Passage:
And you're an inspiring wizard yourself Chris! Seriously! Your shots from the Germany meet up are the best of all and by quite bit! I just had to say that because I keep forgetting to post it in that thread! If Doenoe here is the king of bugs and he is to me then you're the king of street photography! Seriously good stuff man!


----------



## Stranger (Jun 13, 2008)

Excellent series Daan! I learned something new 

What program do you use to focus stack? Or is that not stacked?
I just got a setup to reverse ,y 50mm at the end of mmy 105 and am going out today to practice focus stacking with it. Do i just blend in photoshop?


----------



## doenoe (Jun 13, 2008)

i dont stack. I shoot at F13 with a shutterspeed of 1/200, ISO 100. There was something about stacking on TPF, think i read about it yesterday. Totally forgot the thread though. You can probably find it with the search button.

Material provided:

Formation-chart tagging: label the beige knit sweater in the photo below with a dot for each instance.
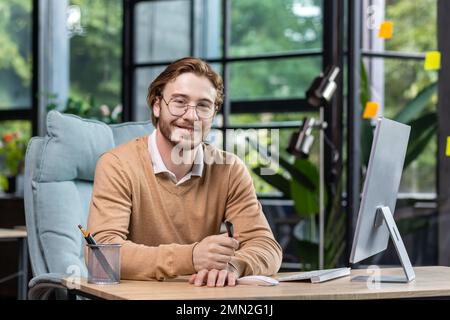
(159, 223)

Stated goal 1:
In the forum thread about focus stacking, what aperture, shutter speed, and ISO does doenoe shoot at?
Stated goal 2:
Please extend the forum thread about focus stacking from its last post onward.
The data has no part in these tasks.

Final result 1:
F13, a shutter speed of 1/200, and ISO 100.

Final result 2:
im gonna try that stacking someday, it really looks very interesting.

EDIT: here ya go http://www.thephotoforum.com/forum/showthread.php?t=126095&highlight=stacking


----------



## Chris of Arabia (Jun 13, 2008)

Bifurcator said:


> And you're an inspiring wizard yourself Chris! Seriously! Your shots from the Germany meet up are the best of all and by quite bit! I just had to say that because I keep forgetting to post it in that thread! If Doenoe here is the king of bugs and he is to me then you're the king of street photography! Seriously good stuff man!



:blushing: Is that you, Mother?


----------



## Bifurcator (Jun 13, 2008)

No, but I make a pretty good house pet.


----------



## mr_baseball_08 (Jun 13, 2008)

Well I took the 100mm macro out for a spin this afternoon and apparently I had forgotten how close this thing could get.  I've been doing lots of portrait work lately so I haven't macro'ed anything in a year or so.  But quickly I shot off this tomato bloom and it does get a whole lot closer than I remember.  I think I'll start taking it out more often.


----------



## Bifurcator (Jun 13, 2008)

Kewl!  I went ahead and kinda tutorialized Daan's process.  You can see it here: http://thephotoforum.com/forum/showthread.php?t=126794 How big are tomato blossoms? I haven't seen any for a few years now. I think they're about 2 inches across right? And your shot there is a full-frame scale of course?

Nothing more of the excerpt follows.